Dataset records:
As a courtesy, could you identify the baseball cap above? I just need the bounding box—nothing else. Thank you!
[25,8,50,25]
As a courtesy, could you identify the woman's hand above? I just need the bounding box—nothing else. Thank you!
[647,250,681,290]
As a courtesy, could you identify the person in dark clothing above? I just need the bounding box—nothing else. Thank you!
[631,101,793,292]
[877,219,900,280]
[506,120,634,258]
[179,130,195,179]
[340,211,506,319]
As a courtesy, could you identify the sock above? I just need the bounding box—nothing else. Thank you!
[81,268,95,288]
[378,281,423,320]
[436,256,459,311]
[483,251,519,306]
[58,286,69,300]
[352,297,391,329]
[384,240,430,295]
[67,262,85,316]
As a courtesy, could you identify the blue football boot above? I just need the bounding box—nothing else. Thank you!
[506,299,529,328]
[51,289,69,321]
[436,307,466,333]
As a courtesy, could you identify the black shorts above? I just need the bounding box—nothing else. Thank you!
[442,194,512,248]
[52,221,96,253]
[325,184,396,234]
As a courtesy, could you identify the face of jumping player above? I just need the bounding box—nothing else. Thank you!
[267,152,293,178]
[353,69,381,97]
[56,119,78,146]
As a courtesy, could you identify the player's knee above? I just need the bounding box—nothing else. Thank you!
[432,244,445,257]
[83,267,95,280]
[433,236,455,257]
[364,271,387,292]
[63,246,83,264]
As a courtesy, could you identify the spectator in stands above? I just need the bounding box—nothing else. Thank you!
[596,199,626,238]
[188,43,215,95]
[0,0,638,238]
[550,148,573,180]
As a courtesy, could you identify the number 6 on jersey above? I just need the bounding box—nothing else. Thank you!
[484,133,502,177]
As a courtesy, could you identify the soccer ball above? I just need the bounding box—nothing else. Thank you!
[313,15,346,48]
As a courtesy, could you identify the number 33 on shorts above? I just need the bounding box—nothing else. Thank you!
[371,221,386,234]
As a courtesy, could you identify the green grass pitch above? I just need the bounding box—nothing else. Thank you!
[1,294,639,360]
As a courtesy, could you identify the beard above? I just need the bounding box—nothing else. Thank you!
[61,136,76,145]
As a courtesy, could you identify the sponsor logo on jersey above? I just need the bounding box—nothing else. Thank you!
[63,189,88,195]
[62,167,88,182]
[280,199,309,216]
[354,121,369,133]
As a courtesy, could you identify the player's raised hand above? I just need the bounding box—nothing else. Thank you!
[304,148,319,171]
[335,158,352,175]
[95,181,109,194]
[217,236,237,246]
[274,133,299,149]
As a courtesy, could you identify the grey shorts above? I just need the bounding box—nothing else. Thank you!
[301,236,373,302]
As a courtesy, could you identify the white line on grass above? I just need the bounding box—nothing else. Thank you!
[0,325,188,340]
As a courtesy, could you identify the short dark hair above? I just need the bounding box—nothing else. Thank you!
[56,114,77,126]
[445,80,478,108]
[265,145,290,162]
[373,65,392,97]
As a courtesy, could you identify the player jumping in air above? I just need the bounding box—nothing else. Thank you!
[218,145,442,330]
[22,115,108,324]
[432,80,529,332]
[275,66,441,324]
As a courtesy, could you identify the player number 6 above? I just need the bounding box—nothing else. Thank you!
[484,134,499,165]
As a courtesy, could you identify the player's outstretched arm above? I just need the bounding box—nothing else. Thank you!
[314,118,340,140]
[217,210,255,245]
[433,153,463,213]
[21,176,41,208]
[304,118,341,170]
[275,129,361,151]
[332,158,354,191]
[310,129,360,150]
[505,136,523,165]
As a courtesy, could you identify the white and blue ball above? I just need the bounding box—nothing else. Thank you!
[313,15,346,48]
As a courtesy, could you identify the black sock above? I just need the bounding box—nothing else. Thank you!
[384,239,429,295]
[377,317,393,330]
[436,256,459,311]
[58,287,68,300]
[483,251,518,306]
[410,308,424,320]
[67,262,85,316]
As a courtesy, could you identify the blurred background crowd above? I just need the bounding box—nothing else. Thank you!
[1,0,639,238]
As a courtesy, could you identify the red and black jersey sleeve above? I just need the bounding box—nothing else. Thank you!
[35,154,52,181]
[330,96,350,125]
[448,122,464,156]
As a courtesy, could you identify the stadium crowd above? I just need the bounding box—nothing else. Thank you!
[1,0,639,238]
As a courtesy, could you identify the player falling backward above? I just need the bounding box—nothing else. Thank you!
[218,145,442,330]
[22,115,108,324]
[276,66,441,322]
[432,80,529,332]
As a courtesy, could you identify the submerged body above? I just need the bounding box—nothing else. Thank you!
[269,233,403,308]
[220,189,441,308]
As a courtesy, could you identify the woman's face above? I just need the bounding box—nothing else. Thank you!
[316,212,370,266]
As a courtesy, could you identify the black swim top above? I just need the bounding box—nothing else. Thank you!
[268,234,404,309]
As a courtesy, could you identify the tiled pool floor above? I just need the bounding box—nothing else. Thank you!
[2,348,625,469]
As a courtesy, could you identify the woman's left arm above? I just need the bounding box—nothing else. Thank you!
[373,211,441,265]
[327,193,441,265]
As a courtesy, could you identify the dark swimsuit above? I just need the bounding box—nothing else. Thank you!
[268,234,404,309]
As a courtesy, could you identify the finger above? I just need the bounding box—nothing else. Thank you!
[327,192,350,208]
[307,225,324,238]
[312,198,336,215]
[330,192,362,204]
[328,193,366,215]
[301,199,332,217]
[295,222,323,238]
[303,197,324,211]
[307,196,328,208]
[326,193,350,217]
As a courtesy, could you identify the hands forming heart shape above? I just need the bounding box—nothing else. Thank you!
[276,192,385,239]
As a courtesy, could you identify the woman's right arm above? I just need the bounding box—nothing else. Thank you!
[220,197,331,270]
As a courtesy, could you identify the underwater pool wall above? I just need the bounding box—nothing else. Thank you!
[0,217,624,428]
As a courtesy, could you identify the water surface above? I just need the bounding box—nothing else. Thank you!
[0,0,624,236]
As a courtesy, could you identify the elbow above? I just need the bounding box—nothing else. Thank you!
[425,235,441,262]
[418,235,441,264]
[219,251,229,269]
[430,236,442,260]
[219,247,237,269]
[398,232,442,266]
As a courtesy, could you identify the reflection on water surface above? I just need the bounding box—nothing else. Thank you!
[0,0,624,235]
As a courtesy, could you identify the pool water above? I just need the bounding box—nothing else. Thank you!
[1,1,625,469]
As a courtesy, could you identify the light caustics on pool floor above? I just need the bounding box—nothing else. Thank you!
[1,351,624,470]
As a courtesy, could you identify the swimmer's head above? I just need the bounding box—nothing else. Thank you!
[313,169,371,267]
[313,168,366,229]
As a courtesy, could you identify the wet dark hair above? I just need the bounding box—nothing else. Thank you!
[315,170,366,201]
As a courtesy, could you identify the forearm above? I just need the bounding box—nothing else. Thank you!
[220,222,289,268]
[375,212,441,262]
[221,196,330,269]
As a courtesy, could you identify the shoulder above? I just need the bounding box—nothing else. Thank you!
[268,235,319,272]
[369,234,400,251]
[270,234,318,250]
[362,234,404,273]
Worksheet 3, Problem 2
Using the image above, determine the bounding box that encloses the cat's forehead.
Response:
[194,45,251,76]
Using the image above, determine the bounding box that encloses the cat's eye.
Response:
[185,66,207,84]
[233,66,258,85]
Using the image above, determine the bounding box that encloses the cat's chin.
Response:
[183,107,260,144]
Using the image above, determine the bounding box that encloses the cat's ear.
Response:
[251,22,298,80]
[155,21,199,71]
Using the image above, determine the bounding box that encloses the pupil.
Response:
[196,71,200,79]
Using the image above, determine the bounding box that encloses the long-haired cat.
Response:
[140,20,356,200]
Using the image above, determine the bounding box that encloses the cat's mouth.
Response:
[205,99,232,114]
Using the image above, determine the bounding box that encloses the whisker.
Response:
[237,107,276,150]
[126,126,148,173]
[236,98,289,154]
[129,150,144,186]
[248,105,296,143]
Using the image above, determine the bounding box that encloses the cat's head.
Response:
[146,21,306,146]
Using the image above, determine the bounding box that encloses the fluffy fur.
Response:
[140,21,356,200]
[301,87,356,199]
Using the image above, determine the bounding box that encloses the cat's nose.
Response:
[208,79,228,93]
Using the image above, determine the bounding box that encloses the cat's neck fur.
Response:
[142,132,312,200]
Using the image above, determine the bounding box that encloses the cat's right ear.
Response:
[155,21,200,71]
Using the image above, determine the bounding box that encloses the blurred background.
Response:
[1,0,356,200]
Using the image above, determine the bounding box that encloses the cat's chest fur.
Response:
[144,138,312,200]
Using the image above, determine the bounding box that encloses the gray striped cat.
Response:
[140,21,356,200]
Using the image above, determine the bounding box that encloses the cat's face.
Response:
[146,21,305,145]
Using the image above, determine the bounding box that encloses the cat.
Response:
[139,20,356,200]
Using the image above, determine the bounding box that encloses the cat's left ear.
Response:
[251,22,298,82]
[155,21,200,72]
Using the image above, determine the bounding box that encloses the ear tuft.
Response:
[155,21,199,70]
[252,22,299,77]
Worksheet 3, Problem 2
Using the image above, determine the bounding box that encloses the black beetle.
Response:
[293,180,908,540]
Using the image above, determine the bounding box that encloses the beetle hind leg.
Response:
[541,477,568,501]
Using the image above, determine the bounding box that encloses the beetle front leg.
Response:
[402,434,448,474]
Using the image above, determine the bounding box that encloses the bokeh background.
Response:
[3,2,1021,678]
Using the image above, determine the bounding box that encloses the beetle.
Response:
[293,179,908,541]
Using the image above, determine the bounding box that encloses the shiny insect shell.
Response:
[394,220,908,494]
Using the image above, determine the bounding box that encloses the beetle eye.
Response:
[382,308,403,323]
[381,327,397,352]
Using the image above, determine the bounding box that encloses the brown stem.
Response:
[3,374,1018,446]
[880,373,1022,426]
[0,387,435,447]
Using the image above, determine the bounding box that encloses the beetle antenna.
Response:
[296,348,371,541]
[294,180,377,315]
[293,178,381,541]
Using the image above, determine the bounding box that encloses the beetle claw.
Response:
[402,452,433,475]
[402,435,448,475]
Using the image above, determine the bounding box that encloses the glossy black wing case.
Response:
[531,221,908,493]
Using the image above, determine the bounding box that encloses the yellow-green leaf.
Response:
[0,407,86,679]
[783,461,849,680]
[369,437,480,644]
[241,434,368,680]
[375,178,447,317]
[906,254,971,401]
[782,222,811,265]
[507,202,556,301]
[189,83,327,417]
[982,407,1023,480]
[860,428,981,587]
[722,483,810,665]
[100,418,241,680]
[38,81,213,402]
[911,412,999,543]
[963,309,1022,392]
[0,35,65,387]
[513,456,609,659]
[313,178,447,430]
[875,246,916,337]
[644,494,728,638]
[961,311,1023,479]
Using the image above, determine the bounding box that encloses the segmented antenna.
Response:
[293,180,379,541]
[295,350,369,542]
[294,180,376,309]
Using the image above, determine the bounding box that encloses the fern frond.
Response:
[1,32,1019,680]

WHAT YOU ARE ASKED TO DO:
Return every line of the entries above that the string "antenna" appears in.

EXERCISE SOLUTION:
Using the image above, determine the bounding box that encloses the beetle antenna.
Using the image above, determine the bounding box that encloses the segmented antenna.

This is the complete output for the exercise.